**Exercise details:** Every entry is to be written out word for word.

··· Information provided

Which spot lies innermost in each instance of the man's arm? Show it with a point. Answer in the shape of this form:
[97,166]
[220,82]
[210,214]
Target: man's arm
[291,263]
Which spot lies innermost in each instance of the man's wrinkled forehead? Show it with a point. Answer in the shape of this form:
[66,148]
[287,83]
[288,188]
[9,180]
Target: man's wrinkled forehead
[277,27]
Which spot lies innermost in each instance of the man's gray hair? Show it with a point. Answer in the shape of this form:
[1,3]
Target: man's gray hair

······

**Exercise result:**
Which spot lies innermost in each instance of the man's arm? Show it with a point. Answer in the shape of this form:
[97,166]
[220,82]
[210,214]
Target: man's arm
[291,263]
Which spot lies innermost in each instance of the man's wrinkled forehead? Show it with a point. Answer in the shape of this form:
[66,148]
[287,83]
[288,188]
[9,180]
Target: man's wrinkled forehead
[277,27]
Which spot lies innermost in each instance of the man's gray hair? Show it with a point. Answer in the shape of this form:
[1,3]
Target: man's gray hair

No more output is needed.